Pointing entries for named objects:

· · ·

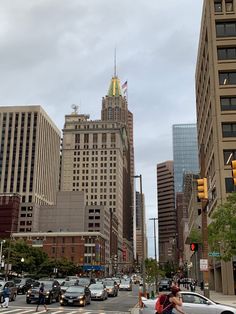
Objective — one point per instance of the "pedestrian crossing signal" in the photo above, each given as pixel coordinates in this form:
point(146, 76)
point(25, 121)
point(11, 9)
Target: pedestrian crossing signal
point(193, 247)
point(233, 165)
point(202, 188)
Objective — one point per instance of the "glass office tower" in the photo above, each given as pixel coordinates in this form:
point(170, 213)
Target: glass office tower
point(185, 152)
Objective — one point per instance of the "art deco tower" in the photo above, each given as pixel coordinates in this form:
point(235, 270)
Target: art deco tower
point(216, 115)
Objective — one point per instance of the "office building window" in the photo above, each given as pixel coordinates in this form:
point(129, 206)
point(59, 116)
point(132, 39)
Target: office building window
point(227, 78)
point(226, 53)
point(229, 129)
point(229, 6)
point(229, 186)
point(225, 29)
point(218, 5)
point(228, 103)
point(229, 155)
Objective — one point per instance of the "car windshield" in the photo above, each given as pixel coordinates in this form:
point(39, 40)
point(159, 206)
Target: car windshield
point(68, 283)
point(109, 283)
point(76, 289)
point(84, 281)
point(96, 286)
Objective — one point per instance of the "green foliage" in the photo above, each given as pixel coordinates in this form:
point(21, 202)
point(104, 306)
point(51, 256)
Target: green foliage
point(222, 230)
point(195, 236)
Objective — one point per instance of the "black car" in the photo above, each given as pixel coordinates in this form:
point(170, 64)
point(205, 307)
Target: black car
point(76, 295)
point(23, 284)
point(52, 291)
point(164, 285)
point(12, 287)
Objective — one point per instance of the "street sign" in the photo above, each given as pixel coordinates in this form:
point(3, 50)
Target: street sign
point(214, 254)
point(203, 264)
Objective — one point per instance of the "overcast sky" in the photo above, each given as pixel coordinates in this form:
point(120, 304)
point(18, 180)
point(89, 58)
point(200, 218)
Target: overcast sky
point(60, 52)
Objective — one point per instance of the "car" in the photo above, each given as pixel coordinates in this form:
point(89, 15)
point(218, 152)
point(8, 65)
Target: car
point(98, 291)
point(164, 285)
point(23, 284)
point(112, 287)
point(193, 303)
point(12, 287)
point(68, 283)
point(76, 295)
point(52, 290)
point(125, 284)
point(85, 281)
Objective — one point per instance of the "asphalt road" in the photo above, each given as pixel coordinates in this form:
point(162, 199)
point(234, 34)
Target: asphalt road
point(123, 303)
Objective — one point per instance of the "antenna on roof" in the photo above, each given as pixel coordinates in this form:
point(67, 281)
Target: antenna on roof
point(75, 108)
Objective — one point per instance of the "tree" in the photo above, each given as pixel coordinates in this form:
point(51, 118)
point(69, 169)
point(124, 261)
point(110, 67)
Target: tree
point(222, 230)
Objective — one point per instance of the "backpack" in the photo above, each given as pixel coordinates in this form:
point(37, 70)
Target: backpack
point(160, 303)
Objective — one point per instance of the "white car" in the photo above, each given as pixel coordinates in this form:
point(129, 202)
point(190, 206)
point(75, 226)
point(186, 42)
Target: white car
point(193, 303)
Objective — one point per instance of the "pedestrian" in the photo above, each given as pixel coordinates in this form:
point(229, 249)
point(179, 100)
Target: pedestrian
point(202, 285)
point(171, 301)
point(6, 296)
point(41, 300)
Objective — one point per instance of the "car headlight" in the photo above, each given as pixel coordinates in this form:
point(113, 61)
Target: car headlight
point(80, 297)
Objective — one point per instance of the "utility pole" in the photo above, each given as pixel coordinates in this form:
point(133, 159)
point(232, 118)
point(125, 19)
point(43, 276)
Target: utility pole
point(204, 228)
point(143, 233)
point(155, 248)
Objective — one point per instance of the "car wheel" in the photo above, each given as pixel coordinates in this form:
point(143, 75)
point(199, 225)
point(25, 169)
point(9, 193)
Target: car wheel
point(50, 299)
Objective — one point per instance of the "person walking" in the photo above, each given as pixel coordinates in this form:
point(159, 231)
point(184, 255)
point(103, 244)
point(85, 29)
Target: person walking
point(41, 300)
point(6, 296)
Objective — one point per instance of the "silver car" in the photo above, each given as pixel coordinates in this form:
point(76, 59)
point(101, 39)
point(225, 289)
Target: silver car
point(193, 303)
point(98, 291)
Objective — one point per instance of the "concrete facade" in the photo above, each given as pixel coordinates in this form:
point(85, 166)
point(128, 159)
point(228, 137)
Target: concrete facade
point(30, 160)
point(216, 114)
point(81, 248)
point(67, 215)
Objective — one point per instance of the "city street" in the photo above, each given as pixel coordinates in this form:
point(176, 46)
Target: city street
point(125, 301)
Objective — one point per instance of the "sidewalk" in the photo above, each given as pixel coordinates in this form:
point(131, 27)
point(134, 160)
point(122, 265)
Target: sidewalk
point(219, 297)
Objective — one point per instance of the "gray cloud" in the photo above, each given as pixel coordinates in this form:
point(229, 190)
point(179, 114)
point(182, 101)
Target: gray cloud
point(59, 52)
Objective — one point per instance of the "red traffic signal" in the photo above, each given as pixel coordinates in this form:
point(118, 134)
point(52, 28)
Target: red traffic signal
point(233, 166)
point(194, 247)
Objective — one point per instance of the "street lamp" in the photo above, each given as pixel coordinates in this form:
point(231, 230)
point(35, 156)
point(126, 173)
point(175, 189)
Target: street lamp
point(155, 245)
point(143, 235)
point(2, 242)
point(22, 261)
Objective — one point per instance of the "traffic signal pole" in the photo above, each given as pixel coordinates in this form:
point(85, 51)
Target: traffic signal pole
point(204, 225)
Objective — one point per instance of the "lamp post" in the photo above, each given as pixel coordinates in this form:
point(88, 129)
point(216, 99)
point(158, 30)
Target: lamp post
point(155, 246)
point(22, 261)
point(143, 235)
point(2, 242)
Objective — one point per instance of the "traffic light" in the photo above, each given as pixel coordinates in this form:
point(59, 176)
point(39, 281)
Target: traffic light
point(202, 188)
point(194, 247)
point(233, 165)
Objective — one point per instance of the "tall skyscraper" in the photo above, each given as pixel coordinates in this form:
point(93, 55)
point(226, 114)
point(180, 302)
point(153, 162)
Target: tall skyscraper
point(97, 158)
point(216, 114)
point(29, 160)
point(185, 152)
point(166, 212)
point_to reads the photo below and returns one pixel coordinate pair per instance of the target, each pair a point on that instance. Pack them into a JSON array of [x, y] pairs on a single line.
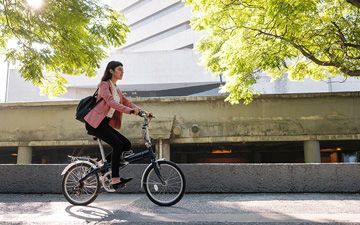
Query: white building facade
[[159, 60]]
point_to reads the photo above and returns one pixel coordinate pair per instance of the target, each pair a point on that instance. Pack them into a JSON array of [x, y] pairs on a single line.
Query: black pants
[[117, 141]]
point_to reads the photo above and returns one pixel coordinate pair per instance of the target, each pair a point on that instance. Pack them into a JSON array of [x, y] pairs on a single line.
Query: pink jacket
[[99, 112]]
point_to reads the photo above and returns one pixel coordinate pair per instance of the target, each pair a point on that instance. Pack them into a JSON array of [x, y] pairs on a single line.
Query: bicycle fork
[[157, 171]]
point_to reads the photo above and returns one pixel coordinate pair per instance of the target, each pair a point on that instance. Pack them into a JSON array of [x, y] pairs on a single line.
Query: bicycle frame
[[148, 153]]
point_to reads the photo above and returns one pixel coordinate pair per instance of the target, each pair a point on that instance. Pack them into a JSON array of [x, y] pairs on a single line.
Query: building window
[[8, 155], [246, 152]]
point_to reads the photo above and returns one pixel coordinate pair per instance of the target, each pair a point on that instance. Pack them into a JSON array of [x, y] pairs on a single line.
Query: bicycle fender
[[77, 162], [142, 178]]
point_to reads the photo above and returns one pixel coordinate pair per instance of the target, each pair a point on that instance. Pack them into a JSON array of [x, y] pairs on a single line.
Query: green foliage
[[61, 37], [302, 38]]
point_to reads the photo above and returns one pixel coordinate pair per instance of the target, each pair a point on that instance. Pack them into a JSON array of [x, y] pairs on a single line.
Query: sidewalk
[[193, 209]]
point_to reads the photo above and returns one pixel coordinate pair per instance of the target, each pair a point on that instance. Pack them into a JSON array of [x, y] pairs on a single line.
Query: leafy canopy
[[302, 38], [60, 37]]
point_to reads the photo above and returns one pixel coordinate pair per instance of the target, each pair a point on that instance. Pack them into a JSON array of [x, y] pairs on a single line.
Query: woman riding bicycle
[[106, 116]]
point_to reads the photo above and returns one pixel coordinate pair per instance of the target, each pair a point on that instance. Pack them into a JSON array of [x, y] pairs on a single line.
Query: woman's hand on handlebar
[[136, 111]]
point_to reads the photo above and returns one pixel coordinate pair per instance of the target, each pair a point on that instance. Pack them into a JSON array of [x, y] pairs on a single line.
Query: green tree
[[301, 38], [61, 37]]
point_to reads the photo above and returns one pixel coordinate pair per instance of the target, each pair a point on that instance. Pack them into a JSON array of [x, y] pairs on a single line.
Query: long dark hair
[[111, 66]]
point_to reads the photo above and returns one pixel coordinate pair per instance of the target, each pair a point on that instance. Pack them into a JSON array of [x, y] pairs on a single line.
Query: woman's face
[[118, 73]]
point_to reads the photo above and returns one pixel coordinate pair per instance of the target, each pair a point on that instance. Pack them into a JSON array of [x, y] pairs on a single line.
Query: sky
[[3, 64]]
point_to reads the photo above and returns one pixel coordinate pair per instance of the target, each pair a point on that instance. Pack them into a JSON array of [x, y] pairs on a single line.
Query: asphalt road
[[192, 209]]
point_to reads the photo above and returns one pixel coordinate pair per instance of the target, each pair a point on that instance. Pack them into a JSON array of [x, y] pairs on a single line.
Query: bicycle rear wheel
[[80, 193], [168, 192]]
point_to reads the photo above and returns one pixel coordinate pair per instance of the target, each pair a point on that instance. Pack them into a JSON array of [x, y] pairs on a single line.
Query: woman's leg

· · ·

Problem to solve:
Pull out each line above that contains the string "overcast", and copy those lines in full.

Answer to the exercise:
Objective — one point per instance of the "overcast sky" in the photo above, each given as pixel coordinates in this form:
Target: overcast sky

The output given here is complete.